Chris Pine says he’s “not really a sci-fi buff” but knew he was stepping into big shoes when he was tapped by J.J. Abrams to play the young James T. Kirk in “Star Trek,” set for release next year.

The hotly anticipated franchise restarter explores the early days of the original Enterprise crew. “They’re that iconic. They left that indelible a mark on the social psyche,” Pine says of Kirk, Spock and the rest of the crew.

In jumping full throttle into cramming sessions with “Trek” lore encyclopedias and watching the original series, however, Pine decided midway that he was doing himself an injustice.

“All I was doing was heaping upon myself an incredible amount of responsibility, weighing myself down with ‘You must remember to act this way’ and such,” explains Pine, taking over a part whose mannerisms, as embodied by William Shatner, have become instantly recognizable. “That’s when I was really able to let go and accept the parameters that J.J. set forth in the beginning, which was to bring what was special and unique about us to the roles.”

That meant embracing Kirk’s descriptors — charming, funny, leader of men — rather than a predigested image.

“Just try to be human,” Pine clarifies. “I got to do everything: yell, shout, cry, laugh, take charge and be vulnerable. I pulled the lucky straw.”

Pine, who’s played opposite Lindsay Lohan (“Just My Luck”), Anne Hathaway (“Princess Diaries 2”), Ben Affleck (“Smokin’ Aces”) and Alan Rickman (“Bottle Shock”), chalks up his career to hard work and incredible luck. Every job, he says, is a chance to learn something.

“It all helps focus the lens even more clearly to see exactly what I want to do, and how to do it,” he says.

At 28, Pine, who studied acting at the American Conservatory Theater and England’s U. of Leeds and has plenty of theater credits, can expect a sea change in his visibility when “Star Trek” hits screens next summer. He makes sure to note that it’s all predicated “on whether or not the movie does well and people want to work with me again,” but adds that the Daniel Day-Lewis model of maintaining a life apart from work is something he hopes to emulate.

“If you don’t have a life outside of acting,” says Pine, “you don’t bring much to the table when you do get a chance to act.”

An actor should always:
“Let go.”
Lucky break: “Having supportive parents. My father’s an actor, my mother was an actress for many years before she became a therapist, and they get it. They can be wonderfully empathetic in times of needing an open ear.”
Favorite film character: “Right now, it would have to be Howard Beale in ‘Network.’ I can’t think of a movie more appropriate for the modern age. Being mad as hell and not wanting to take it anymore could describe my state of mind.”

(Entries drawn from a collection)

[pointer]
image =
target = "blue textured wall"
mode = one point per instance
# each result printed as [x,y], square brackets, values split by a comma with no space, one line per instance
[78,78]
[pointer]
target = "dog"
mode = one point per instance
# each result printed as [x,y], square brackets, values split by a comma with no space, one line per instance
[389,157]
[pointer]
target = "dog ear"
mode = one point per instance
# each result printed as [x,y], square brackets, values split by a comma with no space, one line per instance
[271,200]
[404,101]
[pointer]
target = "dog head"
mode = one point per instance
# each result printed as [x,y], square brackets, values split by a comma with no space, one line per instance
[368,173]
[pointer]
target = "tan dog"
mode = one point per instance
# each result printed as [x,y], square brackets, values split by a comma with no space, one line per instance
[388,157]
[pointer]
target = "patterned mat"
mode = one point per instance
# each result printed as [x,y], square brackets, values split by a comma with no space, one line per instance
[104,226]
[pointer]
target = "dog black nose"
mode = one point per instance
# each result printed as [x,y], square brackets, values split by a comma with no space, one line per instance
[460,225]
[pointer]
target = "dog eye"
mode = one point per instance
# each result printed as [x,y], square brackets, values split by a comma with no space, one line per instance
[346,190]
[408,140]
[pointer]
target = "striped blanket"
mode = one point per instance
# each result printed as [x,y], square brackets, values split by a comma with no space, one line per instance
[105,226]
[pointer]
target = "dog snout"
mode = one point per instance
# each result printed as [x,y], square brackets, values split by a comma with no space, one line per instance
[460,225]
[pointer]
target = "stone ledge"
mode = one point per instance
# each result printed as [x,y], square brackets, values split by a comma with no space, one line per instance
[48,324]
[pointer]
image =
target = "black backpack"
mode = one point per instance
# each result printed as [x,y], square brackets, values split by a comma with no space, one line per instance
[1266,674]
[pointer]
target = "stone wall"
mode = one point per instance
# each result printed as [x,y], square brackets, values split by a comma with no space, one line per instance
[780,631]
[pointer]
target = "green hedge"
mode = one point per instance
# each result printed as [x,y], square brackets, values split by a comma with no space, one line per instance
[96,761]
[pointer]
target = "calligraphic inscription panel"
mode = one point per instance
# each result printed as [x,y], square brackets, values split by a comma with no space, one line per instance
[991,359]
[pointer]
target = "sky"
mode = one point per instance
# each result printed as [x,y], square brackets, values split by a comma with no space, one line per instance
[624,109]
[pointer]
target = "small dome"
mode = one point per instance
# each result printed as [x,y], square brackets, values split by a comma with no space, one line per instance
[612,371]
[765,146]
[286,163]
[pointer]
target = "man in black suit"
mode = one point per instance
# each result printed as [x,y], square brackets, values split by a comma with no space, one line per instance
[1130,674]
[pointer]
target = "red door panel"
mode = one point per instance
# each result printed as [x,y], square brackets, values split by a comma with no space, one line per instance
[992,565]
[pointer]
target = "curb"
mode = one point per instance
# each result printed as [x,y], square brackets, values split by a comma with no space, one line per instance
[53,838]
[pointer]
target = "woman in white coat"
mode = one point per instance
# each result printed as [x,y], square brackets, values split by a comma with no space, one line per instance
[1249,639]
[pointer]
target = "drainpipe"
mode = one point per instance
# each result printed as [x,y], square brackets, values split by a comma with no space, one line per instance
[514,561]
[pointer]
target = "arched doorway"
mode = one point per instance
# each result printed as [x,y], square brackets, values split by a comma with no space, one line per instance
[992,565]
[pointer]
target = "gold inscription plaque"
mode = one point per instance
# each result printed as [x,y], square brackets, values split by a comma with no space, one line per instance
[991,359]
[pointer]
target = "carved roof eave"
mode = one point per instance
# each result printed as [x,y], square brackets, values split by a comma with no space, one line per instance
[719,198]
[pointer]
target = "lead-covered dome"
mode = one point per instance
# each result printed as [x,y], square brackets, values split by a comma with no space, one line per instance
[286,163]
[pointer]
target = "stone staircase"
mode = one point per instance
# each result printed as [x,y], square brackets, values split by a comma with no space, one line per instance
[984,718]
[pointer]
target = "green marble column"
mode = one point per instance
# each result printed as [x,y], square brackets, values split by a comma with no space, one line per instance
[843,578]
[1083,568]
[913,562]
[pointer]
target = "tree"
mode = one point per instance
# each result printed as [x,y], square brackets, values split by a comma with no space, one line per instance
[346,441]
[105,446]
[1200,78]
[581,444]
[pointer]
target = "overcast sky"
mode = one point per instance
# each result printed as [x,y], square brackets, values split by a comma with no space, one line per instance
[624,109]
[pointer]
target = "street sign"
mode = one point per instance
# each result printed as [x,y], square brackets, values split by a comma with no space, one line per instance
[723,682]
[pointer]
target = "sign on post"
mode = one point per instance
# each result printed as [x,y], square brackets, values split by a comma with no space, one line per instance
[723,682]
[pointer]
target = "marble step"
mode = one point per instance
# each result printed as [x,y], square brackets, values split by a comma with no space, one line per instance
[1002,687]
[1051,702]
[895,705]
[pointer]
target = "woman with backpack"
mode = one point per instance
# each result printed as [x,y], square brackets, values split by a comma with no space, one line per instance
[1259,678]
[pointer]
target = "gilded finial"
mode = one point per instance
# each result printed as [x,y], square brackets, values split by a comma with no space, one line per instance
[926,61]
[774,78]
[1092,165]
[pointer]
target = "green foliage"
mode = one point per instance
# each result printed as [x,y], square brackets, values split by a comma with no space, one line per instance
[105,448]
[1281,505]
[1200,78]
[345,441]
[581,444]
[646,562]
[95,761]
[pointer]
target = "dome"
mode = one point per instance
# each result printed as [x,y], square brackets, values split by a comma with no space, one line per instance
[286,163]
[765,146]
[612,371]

- **SET OF TASKS**:
(1) Using the article about Chris Pine, answer these:
(a) Who tapped Pine to play the young James T. Kirk?
(b) How old is Pine?
(c) What did Pine's mother become after many years as an actress?
(2) Copy word for word the passage of the article about Chris Pine starting at "Pine, who’s played" and ending at "to learn something.".
The data have no connection to the article about Chris Pine.

- **RESPONSES FOR EACH TASK**:
(1)
(a) J.J. Abrams
(b) 28
(c) A therapist

(2)
Pine, who’s played opposite Lindsay Lohan (“Just My Luck”), Anne Hathaway (“Princess Diaries 2”), Ben Affleck (“Smokin’ Aces”) and Alan Rickman (“Bottle Shock”), chalks up his career to hard work and incredible luck. Every job, he says, is a chance to learn something.